**Отрывок**
▬▬▬

Обилие негативных примеров дает основание рассматривать эту записку как аргумент для закрытия столовых. Для этого она, очевидно, и составлялась, учитывая содержавшиеся в ней предложения перевести значительную часть их посетителей - "желудочно-больных" - в столовые так называемого рационного питания. За ширмой призывов "улучшить работу" и учесть интересы "наиболее ослабевших" не очень ясны подлинные причины масштабной реорганизации сети специальных столовых. "По организации и культуре обслуживания, качеству приготовления блюд, режиму питания и ассортименту пищи рационные столовые не уступают лечебным", - заверяли авторы записки А. А Жданову, но от ответа на вопрос о том, для чего же затевать перестройку, если можно было просто удалить из имевшихся столовых "примазавшихся", они явно уклоняются.

Столовые рационного питания, открытые еще в мае 1942 года, были скорее формой тихого, постепенного и потому лишенного налета скандальности отступления к прежним порядкам общественного питания. В начале августа 1942 года столовые усиленного питания закрыли, и, конечно, нельзя было сразу развеять надежды тех, кто видел в них шанс спастись. Отличие столовых рационного питания состояло не в увеличении числа выдаваемых блюд и не в улучшении их качества, а именно в упорядочении их отпуска: пищу выдавали три раза в день по особому абонементу взамен сданных продовольственных карточек.

▬▬▬

**Показанные сведения**
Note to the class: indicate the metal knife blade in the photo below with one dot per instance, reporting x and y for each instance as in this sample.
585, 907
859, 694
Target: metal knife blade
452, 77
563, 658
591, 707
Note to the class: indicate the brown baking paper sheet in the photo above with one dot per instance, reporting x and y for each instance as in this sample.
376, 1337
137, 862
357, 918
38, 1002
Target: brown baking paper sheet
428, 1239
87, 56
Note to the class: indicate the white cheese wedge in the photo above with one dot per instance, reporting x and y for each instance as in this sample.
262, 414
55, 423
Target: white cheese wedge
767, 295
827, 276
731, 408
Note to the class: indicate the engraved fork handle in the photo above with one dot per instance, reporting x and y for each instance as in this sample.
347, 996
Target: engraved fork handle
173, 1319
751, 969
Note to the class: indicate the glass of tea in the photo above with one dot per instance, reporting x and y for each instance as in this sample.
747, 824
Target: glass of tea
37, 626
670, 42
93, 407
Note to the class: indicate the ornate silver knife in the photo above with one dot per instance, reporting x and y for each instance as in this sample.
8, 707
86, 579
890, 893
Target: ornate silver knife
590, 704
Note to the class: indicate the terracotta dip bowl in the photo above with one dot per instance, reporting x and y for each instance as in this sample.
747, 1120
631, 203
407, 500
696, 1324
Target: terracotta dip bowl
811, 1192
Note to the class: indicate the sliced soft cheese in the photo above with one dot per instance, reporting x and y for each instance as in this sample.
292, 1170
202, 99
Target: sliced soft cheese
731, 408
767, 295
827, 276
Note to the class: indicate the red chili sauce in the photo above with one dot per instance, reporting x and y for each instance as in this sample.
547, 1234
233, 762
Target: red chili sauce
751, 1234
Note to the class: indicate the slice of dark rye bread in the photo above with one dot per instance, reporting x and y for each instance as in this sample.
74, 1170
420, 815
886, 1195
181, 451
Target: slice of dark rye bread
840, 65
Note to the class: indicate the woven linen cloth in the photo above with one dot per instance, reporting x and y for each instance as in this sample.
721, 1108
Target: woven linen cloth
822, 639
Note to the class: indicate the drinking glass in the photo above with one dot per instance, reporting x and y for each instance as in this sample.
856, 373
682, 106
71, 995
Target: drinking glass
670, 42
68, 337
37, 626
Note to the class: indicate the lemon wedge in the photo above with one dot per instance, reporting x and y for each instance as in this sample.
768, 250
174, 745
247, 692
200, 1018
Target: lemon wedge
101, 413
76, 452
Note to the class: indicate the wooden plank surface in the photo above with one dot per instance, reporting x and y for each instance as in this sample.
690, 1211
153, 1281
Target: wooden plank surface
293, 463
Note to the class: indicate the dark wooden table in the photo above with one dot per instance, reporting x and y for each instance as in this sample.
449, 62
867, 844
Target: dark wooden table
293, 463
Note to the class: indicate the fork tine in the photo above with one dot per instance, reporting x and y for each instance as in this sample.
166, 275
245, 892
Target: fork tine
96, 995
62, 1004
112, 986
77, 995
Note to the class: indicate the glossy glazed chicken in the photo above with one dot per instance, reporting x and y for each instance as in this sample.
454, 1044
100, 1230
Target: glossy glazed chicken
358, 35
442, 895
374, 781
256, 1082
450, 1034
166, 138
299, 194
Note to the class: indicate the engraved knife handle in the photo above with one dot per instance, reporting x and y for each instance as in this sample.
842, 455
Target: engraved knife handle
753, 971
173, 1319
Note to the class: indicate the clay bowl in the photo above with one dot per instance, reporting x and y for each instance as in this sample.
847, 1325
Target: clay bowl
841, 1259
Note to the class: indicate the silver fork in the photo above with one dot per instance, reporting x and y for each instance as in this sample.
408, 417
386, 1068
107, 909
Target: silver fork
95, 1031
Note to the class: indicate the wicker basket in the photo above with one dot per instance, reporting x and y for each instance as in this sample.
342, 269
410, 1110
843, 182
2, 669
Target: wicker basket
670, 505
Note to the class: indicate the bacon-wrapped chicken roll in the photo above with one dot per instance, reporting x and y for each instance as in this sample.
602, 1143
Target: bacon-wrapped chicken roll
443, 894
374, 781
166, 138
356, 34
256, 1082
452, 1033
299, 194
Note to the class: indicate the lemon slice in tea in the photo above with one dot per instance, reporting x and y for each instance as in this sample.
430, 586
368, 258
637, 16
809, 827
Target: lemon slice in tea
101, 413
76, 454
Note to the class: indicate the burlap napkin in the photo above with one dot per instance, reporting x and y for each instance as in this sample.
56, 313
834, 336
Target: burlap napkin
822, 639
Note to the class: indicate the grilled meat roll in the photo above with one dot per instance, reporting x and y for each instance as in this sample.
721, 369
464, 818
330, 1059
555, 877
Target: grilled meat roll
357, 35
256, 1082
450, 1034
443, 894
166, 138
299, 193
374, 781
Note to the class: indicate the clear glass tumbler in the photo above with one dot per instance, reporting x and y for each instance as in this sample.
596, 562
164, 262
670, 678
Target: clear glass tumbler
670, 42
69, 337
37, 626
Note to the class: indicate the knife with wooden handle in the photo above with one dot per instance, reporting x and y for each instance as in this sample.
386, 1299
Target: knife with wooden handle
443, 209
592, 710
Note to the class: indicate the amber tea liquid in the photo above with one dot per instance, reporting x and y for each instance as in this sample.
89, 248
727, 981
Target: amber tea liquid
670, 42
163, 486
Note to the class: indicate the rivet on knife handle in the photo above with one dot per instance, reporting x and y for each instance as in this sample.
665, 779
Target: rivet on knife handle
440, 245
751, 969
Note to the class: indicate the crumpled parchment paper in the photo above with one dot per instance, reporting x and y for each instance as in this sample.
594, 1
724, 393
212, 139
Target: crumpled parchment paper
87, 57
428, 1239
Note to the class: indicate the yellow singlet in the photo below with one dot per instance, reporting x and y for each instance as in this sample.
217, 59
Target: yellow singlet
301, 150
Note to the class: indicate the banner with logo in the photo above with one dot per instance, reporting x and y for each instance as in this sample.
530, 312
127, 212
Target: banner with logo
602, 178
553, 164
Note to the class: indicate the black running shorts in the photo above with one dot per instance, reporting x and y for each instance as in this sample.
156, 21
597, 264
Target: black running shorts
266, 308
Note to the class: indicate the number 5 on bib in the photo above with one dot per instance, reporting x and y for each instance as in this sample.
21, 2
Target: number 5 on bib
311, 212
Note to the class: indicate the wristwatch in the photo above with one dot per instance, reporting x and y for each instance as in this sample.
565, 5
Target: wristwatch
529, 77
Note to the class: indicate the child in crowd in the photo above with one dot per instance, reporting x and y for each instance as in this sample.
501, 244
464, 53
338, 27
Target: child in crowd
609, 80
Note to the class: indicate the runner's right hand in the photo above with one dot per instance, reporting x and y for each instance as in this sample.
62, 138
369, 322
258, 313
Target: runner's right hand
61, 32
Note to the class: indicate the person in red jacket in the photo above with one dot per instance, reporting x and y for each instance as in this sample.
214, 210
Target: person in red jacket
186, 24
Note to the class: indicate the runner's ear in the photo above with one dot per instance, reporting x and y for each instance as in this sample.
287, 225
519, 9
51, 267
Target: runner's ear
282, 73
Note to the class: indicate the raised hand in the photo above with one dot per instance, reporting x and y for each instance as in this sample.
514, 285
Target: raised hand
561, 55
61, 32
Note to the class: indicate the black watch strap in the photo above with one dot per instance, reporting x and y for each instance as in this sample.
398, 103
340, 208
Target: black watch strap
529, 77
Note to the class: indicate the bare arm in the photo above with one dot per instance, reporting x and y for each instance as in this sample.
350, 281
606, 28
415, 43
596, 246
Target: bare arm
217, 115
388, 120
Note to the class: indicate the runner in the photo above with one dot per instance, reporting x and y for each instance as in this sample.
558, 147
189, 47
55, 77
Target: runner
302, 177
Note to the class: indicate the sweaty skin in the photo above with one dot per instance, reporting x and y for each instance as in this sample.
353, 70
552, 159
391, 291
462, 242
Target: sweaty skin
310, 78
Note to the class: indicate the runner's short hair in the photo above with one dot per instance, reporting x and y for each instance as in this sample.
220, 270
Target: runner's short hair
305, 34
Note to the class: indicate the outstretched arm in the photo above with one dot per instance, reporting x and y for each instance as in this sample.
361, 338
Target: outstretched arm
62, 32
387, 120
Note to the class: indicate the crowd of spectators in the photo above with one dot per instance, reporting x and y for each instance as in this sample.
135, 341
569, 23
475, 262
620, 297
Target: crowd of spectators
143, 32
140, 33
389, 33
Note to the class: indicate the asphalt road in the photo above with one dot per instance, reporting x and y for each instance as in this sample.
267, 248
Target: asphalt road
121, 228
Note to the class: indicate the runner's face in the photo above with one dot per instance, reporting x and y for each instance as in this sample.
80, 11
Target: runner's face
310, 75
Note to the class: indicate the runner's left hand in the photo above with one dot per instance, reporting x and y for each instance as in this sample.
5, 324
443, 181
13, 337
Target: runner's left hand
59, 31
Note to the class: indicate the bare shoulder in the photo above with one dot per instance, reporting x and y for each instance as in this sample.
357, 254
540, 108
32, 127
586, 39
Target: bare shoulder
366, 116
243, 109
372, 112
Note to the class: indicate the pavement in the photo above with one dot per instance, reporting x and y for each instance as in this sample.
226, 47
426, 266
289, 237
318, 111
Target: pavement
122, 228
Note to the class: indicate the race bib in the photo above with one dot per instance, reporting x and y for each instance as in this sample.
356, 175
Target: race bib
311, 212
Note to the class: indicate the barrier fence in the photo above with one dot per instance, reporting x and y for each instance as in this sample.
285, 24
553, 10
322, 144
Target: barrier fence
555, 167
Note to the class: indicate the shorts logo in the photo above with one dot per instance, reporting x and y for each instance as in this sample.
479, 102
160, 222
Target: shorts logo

▬▬▬

Воспроизведите дословно часть отрывка от слов «Обилие негативных примеров» до слов «они явно уклоняются.». Опирайтесь только на отрывок.

**Письменный ответ**
Обилие негативных примеров дает основание рассматривать эту записку как аргумент для закрытия столовых. Для этого она, очевидно, и составлялась, учитывая содержавшиеся в ней предложения перевести значительную часть их посетителей - "желудочно-больных" - в столовые так называемого рационного питания. За ширмой призывов "улучшить работу" и учесть интересы "наиболее ослабевших" не очень ясны подлинные причины масштабной реорганизации сети специальных столовых. "По организации и культуре обслуживания, качеству приготовления блюд, режиму питания и ассортименту пищи рационные столовые не уступают лечебным", - заверяли авторы записки А. А Жданову, но от ответа на вопрос о том, для чего же затевать перестройку, если можно было просто удалить из имевшихся столовых "примазавшихся", они явно уклоняются.